> **Task**: Restate the full listing word for word and leave the pictures out.

> **Records to use**:
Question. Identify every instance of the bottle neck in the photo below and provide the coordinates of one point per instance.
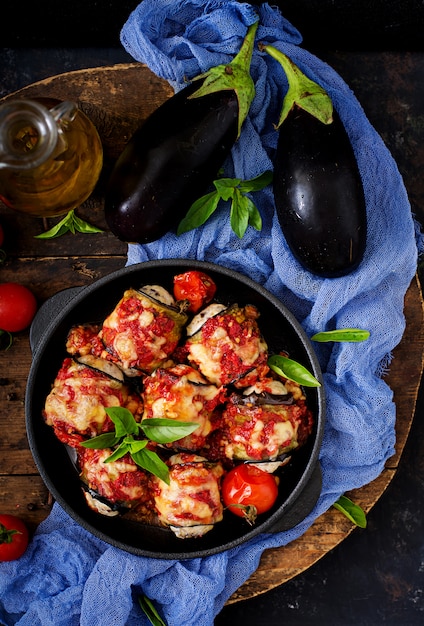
(28, 134)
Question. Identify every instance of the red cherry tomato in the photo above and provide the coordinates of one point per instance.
(249, 486)
(17, 307)
(196, 287)
(13, 537)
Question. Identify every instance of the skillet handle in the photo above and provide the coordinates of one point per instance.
(303, 505)
(48, 313)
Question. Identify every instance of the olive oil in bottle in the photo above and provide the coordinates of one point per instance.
(51, 156)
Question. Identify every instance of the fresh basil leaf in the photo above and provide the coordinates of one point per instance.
(162, 430)
(151, 462)
(135, 445)
(106, 440)
(239, 214)
(123, 419)
(123, 449)
(70, 223)
(199, 212)
(84, 227)
(342, 334)
(292, 370)
(226, 186)
(352, 511)
(59, 229)
(150, 612)
(257, 183)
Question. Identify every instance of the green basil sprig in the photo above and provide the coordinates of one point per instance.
(150, 612)
(70, 223)
(243, 211)
(352, 511)
(126, 439)
(342, 334)
(292, 370)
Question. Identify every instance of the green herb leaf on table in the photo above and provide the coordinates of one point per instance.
(352, 511)
(243, 211)
(127, 439)
(149, 610)
(342, 334)
(70, 223)
(292, 370)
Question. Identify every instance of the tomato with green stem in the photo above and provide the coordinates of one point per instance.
(248, 491)
(196, 287)
(13, 537)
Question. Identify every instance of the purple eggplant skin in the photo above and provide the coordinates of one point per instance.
(319, 195)
(169, 163)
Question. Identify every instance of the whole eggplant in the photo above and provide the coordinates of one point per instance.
(318, 191)
(176, 154)
(318, 194)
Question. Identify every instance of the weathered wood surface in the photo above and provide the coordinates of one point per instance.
(117, 99)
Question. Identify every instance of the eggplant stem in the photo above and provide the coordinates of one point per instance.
(302, 92)
(234, 75)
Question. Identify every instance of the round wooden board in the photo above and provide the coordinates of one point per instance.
(117, 98)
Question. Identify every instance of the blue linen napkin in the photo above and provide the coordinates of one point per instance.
(69, 577)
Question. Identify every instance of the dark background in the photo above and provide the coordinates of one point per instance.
(376, 576)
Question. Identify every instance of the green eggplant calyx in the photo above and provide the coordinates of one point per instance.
(235, 76)
(302, 92)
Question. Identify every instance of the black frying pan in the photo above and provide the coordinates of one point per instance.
(301, 484)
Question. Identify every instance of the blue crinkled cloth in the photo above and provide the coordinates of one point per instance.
(67, 576)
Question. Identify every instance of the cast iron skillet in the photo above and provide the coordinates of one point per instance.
(301, 485)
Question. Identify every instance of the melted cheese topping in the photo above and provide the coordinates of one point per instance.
(79, 396)
(180, 393)
(118, 481)
(193, 495)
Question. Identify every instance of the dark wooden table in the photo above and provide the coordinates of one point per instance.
(373, 576)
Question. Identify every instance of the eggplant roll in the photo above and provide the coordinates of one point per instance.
(112, 486)
(75, 407)
(229, 347)
(181, 393)
(264, 425)
(191, 504)
(141, 332)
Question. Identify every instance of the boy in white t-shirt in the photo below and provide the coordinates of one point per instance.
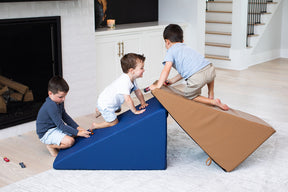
(118, 92)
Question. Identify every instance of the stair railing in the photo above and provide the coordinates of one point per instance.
(255, 9)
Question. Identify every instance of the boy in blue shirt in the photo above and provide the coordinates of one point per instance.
(54, 126)
(190, 65)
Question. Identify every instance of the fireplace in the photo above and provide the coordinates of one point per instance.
(30, 52)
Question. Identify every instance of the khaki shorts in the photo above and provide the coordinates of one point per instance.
(198, 80)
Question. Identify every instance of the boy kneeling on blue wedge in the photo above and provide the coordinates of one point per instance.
(54, 126)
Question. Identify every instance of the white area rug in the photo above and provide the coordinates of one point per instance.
(265, 170)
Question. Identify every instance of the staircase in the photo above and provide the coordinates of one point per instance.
(218, 37)
(218, 30)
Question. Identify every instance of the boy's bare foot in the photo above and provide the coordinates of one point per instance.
(221, 105)
(98, 114)
(52, 151)
(210, 95)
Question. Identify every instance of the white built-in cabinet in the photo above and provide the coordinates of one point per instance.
(111, 45)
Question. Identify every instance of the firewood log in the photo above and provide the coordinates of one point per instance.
(14, 85)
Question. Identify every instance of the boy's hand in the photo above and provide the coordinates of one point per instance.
(83, 133)
(143, 106)
(152, 87)
(137, 112)
(80, 128)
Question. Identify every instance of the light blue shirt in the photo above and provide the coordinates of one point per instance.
(185, 60)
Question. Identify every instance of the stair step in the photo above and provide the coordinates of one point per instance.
(256, 24)
(263, 13)
(218, 33)
(217, 57)
(218, 11)
(221, 22)
(218, 44)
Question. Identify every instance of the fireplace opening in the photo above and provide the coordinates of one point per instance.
(30, 53)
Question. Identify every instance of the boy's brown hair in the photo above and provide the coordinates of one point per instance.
(129, 61)
(173, 33)
(56, 84)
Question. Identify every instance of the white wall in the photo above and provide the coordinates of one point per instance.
(191, 12)
(78, 45)
(284, 36)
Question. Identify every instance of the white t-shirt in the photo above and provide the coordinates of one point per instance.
(112, 97)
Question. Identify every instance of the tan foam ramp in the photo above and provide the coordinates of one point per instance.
(228, 137)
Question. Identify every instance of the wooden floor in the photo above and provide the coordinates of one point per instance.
(261, 90)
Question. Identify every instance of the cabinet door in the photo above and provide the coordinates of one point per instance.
(154, 51)
(109, 51)
(106, 62)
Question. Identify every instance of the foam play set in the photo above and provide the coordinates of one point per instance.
(137, 142)
(228, 137)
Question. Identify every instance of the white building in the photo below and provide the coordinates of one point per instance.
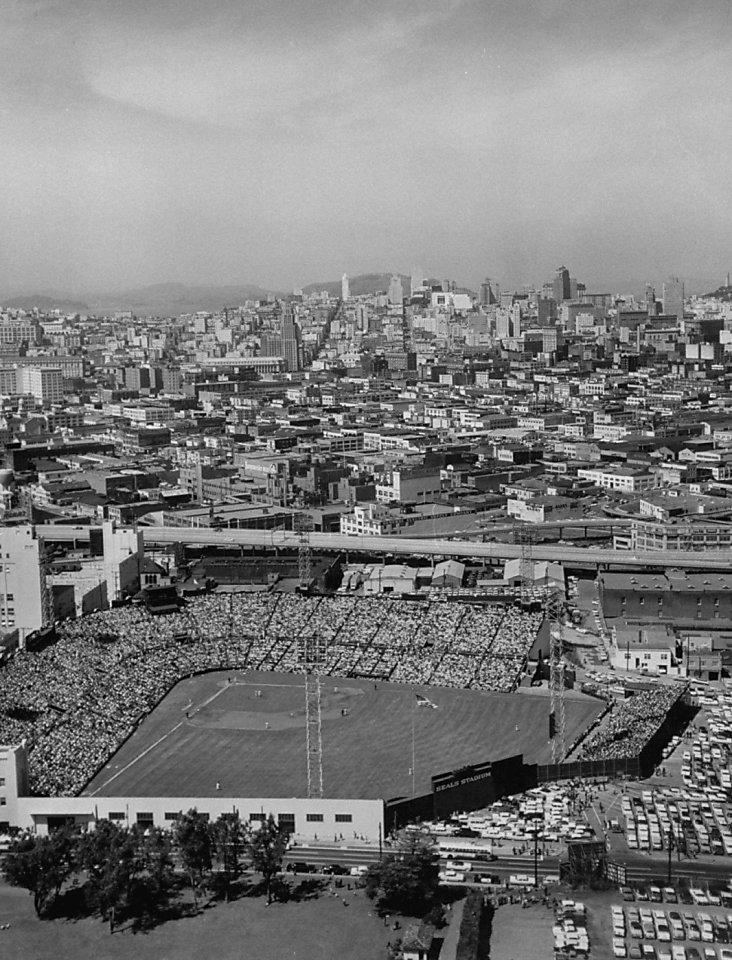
(43, 383)
(21, 588)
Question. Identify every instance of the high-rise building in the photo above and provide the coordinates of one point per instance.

> **Solution to this exercise**:
Question. Identify every instance of the bottle neck in the photo below and provide the coordinates of one point per instance.
(28, 134)
Question. Identify every instance of the red cherry tomato in the photo above and provide the coordinates of one point per instance.
(249, 486)
(17, 307)
(196, 287)
(13, 537)
Question. Identify every instance of the skillet handle in the photo above and provide the coordinates of one point per instance.
(303, 505)
(48, 313)
Question. Identify every instance of the olive oil in bottle in the photo above and provide the coordinates of one point per instance.
(51, 156)
Question. Identify every instance of the fresh basil leaf in the photo above and provide the coordinates of one point per instance.
(162, 430)
(151, 462)
(135, 445)
(106, 440)
(239, 214)
(123, 419)
(123, 449)
(70, 223)
(199, 212)
(84, 227)
(342, 334)
(292, 370)
(226, 186)
(352, 511)
(59, 229)
(150, 612)
(257, 183)
Question. Identify every instance of the green basil sprig in the photo above and provide the coordinates of one point per instance.
(150, 612)
(70, 223)
(243, 211)
(352, 511)
(126, 439)
(342, 334)
(292, 370)
Question. Identify every instance of the green herb leaf on table in the photo above and provide the coordinates of one point per instance.
(352, 511)
(243, 211)
(127, 439)
(149, 610)
(342, 334)
(70, 223)
(292, 370)
Question. Identify every instance of the tomato with green stem in the photo above and provide the coordinates of one point per instance.
(248, 491)
(196, 287)
(13, 537)
Question. Identify every instance of the purple eggplant skin in the photo above and provide the coordinates of one point per instance.
(319, 195)
(169, 163)
Question. Identify every instance of the whole eggplant in the photo above and provide the coordinates of one point per instance.
(318, 191)
(176, 154)
(318, 194)
Question. Identify every instance of the weathered wood surface in the photo above and provide the coordinates of one point per instance.
(117, 99)
Question. Identify every instance of the eggplant stem in the photo above and provide the coordinates of one point per instance.
(302, 92)
(234, 75)
Question. Identify every instance of the round wooden board in the photo above and provide the coordinates of one point per instance.
(117, 98)
Question. Identify every instance of the blue linen napkin in the photo above and provide the coordinates of one point per instance.
(69, 577)
Question. Identify every instance of the dark background in the photo above and provide the coordinates of one point per instance.
(376, 576)
Question. Identify every instance of the green eggplant calyx in the photo above and provide the coordinates of one point per instance.
(235, 76)
(302, 92)
Question. Identify every instance of the black frying pan in the photo above and provide the coordinates of one point per instance.
(301, 484)
Question. Identify every instance of the blue crinkled cloth in the photo above and provide the coordinates of one point per instance.
(67, 576)
Question. Identify every instance of the cast iron skillet in the photo above and provide the coordinates of one point per instance.
(301, 485)
Question. Identify every instance of the melted cheese topping in the photo above and provide the coordinates of one point per instance.
(79, 396)
(180, 393)
(118, 481)
(193, 495)
Question. Identify every instance of the dark wooden table in the photo above and provide the coordinates of one point per instance.
(373, 576)
Question. Identify every instance of the eggplant roll in the photo above and provide the coordinates of one point per instance.
(112, 486)
(75, 407)
(229, 347)
(181, 393)
(264, 425)
(191, 504)
(141, 332)
Question. Identify every instance of the boy in white t-shirt in the photo below and provide the coordinates of one point per instance.
(118, 92)
Question. Identify every instance of the stair railing in the photo above and provide the coordinates of one point per instance.
(255, 9)
Question. Identify every instance of the boy in blue shirt in the photo above and provide the coordinates of one point per instance.
(54, 126)
(190, 65)
Question. Identify every instance of the fireplace in the photo above and provide the coordinates of one point per instance.
(30, 52)
Question. Identify every instance of the khaki shorts in the photo above and provide the coordinates of one point per instance.
(198, 80)
Question. Identify every instance of the boy kneeling on blue wedge in the photo above and provide the coordinates of one point per instance.
(54, 126)
Question. Identify every instance of the white area rug in the photo above and provide the coordinates of one point per instance.
(265, 170)
Question. Identify every instance of the staircase in the photo above and provide the coordinates of one point per instance.
(218, 37)
(218, 30)
Question. Identify every instance of the boy's bare foot in the photo above and provide the coordinates of one point per instance.
(221, 105)
(98, 114)
(52, 151)
(210, 95)
Question. Identify every instance of the white built-in cabinet in the photo above and provide the coordinates of one point per instance.
(111, 45)
Question. Identify every instance of the firewood log in the photo above and provide the coordinates of one point per instance.
(14, 85)
Question. Identify every instance of the boy's hand in the photo above and provide the coordinates of one point per instance.
(83, 133)
(143, 106)
(152, 87)
(137, 112)
(80, 128)
Question. Identify every instance of the light blue shirt in the photo above and provide the coordinates of one point per instance.
(185, 60)
Question. Identify every instance of the stair step in the photo above and provide the coordinates of one point per instance.
(256, 24)
(263, 13)
(218, 33)
(217, 57)
(218, 11)
(221, 22)
(218, 44)
Question. Identify every instance of the fireplace opening in the photo above and provide the coordinates of one point per instance.
(30, 53)
Question. Identify every instance of the boy's brown hair in the photo above and provide the coordinates of one point per instance.
(129, 61)
(173, 33)
(56, 84)
Question. Identify every instance of the white wall in the photo above and provide the coordinates of one point per instance.
(191, 12)
(78, 45)
(284, 36)
Question. Identify every instance of the white t-shirt in the photo above and provide the coordinates of one point per instance.
(112, 97)
Question. Identify every instance of the tan foam ramp in the photo above and provide the coordinates of one point per instance.
(228, 137)
Question. Identify every instance of the wooden floor in the photo above and provide the coordinates of one point per instance.
(261, 90)
Question. Identify every instance of the cabinet door in the photo above and provide the coordinates of one point per instance.
(154, 51)
(109, 51)
(106, 62)
Question. Identify every instance of the foam play set in the photo above and provide the coordinates of one point per instance.
(137, 142)
(228, 137)
Question. Identify every instance of the white building in the photo below and provide the coordinates of one point per instance.
(43, 383)
(21, 588)
Question. Identify every instance of the high-rise building in the photo above and provide the coordinates of one point per instance.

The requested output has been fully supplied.